*** Text provided ***

In my interpretation, LIMITS apply to, and thus select from, both ORIG
and MOD.  You could use a limit dir-A/file-A if you want to include
file-A into the changeset eventhough it no longer exists in MOD.

> 1) It appears that you are pruning both the ORIG and the MOD trees
>    according to how the limits compare to the path names to files in
>    either tree.   I think that the limits specs should refer to paths 
>    in the mod tree only (with a partial exception for limits naming 
>    deleted files).

I know that was your preferred interpretation, but I disagree with
it.  I think we should be able to apply LIMITS to either or both
trees.  Since I did not want to create a complicated LIMITS language,
especially when experimenting, I have opted for a simple language
where LIMITS always apply to both trees.  We could certainly make the
language more expressive, but this is a completely orthogonal issues
to that of proving that the algorithm is integrity-preserving.  For
the purpose of our design, we can simply assume that LIMITS is a pair
of predicates: LIMITS.ORIG and LIMITS.MOD.

> 2) I don't see any code that handles the case of "impossible limits"
>    described above.

as explained, it is not at all impossible, but quite straightforward,
unless I missed the point which is entirely too likely.

*** End of Text provided ***

> _Actions to take_:
1 > List every multi-letter identifier in the LIMITS discussion that is written entirely in capital letters, counting dotted forms as separate identifiers.
2 > Extend the LIMITS discussion beyond its final sentence.

*** Material supplied ***

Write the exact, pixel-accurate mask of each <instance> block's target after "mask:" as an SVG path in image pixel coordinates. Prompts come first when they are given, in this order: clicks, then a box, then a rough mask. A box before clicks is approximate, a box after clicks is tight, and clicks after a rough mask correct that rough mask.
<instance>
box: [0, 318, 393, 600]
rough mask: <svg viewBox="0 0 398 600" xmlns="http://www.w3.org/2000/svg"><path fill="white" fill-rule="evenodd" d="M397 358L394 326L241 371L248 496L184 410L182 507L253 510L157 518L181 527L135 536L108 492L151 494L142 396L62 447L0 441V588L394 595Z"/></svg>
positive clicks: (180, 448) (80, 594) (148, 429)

*** End of Material supplied ***
*** Material supplied ***

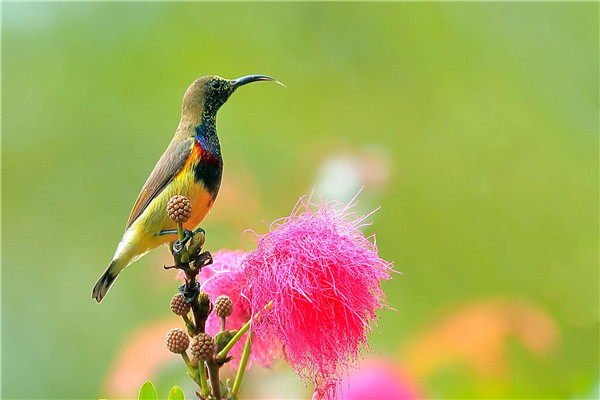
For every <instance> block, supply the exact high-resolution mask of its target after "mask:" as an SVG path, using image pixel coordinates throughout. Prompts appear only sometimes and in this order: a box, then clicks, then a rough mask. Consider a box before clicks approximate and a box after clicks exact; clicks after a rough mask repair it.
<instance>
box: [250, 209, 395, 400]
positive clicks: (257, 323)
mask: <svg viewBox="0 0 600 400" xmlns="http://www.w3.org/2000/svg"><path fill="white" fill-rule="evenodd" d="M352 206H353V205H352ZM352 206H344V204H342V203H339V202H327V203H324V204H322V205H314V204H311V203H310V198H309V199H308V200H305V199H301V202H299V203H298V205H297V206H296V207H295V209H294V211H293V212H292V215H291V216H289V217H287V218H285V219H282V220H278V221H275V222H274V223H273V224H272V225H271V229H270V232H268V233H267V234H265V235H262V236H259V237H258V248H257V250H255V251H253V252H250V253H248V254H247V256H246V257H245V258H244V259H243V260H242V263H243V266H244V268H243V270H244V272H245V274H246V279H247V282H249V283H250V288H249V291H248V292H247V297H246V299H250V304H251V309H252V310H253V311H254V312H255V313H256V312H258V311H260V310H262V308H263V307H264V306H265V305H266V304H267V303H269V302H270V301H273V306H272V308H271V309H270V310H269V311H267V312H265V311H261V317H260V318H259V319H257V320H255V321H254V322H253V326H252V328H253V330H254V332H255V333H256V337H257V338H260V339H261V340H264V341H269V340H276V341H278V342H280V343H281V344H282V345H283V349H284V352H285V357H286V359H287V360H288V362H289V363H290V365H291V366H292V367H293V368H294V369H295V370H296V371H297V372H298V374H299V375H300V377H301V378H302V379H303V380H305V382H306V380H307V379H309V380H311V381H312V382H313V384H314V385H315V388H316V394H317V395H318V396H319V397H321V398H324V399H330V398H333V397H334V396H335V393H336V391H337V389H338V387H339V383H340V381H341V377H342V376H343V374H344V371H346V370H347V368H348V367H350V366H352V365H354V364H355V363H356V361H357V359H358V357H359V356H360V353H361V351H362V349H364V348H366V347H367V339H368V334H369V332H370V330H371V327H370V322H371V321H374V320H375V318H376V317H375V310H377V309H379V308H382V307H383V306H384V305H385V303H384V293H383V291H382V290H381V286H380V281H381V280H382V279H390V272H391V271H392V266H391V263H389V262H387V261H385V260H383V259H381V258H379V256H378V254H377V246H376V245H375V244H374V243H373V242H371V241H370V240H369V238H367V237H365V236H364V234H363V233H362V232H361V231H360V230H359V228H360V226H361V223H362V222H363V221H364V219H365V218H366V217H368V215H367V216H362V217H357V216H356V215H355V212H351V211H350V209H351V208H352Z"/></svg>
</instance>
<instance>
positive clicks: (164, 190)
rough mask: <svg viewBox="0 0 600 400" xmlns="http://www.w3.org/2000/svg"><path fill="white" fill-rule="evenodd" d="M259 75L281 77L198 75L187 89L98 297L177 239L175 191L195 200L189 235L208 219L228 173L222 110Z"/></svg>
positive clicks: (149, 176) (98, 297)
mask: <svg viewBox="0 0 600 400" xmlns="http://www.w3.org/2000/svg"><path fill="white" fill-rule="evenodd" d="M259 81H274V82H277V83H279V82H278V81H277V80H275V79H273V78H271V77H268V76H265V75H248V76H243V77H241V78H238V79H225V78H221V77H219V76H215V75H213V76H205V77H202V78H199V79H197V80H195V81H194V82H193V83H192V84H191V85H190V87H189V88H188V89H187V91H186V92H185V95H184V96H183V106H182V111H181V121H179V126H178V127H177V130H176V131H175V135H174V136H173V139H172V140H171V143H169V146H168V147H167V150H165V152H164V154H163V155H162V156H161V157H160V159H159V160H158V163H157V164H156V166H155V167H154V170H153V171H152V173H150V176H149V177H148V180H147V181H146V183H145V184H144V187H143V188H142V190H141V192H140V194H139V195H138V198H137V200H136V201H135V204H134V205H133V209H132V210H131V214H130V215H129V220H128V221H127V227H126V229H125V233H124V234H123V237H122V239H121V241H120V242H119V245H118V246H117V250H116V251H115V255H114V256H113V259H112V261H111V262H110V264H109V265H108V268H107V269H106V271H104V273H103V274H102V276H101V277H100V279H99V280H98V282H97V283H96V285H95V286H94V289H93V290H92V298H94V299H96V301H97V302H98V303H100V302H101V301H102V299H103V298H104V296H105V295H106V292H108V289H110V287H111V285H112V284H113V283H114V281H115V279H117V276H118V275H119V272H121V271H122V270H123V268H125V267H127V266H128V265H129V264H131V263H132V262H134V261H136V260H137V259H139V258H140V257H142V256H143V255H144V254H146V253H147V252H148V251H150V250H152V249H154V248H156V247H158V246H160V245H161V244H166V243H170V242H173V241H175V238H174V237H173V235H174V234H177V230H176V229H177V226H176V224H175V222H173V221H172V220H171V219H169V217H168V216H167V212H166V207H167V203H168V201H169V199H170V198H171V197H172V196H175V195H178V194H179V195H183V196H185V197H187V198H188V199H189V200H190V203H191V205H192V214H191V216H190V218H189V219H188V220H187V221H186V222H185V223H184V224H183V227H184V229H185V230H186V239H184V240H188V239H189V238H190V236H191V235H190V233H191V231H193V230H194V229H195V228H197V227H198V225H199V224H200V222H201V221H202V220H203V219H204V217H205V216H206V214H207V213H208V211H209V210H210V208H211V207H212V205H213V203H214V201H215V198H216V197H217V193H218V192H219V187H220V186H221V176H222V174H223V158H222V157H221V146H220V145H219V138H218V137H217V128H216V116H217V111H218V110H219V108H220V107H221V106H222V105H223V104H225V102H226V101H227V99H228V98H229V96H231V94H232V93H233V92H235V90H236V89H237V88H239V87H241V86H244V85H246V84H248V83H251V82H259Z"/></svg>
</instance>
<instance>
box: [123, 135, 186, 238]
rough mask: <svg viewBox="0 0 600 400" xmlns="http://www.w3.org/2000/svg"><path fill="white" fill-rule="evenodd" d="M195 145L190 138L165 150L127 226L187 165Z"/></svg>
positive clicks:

*** End of Material supplied ***

> _Per-task outputs_:
1 > LIMITS, ORIG, MOD, LIMITS.ORIG, LIMITS.MOD

2 >
> What I _fear_ about this code (simply because I haven't seen any math
> that would prove otherwise) is that it is capable of producing a
> changeset which would not apply cleanly to ORIG (which would be
> disasterous).

Yes, I understand this worry.  With your concern about minimality, the
problem seems to me harder than the one I tried to solve (but perhaps
this is only superficial).  If you forget about minimality, then there
is not much of a problem: you take a full changeset (therefore one
which is guaranteed to apply cleanly) and, (thanks in part to my
notion of a NEEDED directory) only throw out parts affecting entire
subtrees.  This needs to be formalized.  I'll work on it.

Thanks a lot for this thourough analysis.  I think we should proceed
by cataloguing the types of elements in a changeset and formalize
their dependencies.  Hopefully, in this fashion (e.g. using a closure
algorithm) we will be able to compute provably minimal
integrity-preserving changesets.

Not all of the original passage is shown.